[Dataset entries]
·····

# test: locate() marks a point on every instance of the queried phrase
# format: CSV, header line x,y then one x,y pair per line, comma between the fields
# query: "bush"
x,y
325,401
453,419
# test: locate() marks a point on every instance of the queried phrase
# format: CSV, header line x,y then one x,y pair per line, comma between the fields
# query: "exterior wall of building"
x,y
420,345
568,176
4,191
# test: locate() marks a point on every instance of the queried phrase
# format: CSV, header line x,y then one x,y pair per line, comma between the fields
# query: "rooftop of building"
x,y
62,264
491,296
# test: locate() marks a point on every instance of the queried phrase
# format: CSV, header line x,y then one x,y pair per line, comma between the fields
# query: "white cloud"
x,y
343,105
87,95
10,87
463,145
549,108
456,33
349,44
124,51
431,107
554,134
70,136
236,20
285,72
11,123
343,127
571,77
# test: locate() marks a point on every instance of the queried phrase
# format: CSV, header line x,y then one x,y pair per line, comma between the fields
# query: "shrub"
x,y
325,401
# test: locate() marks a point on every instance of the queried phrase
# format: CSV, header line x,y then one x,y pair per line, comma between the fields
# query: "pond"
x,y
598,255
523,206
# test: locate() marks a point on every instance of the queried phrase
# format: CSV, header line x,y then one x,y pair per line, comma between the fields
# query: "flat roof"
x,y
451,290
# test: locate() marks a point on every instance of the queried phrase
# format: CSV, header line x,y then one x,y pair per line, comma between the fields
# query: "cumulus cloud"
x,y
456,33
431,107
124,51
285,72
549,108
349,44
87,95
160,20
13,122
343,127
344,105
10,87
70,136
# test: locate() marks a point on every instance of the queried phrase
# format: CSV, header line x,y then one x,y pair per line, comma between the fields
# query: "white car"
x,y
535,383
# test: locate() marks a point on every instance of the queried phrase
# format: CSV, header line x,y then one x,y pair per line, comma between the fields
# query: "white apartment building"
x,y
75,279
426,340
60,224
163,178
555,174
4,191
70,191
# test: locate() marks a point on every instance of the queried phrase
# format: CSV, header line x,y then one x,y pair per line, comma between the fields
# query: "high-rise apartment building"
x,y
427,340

·····

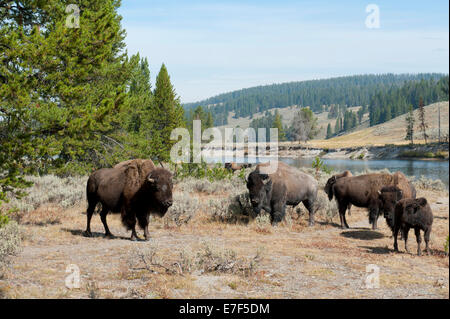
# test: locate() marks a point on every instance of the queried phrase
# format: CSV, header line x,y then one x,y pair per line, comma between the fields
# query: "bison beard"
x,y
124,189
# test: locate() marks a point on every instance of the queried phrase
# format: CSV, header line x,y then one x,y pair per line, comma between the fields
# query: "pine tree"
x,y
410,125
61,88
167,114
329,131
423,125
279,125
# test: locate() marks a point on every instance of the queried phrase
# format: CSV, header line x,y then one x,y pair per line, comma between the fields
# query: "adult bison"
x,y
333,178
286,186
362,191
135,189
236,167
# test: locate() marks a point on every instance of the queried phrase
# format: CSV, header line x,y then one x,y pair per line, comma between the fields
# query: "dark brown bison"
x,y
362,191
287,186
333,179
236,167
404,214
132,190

·····

__Direction__:
Collect each line from the rows above that contains the word "bison", and copy those lines out.

__Written reply__:
# query: "bison beard"
# query: "adult bison"
# query: "dark brown bison"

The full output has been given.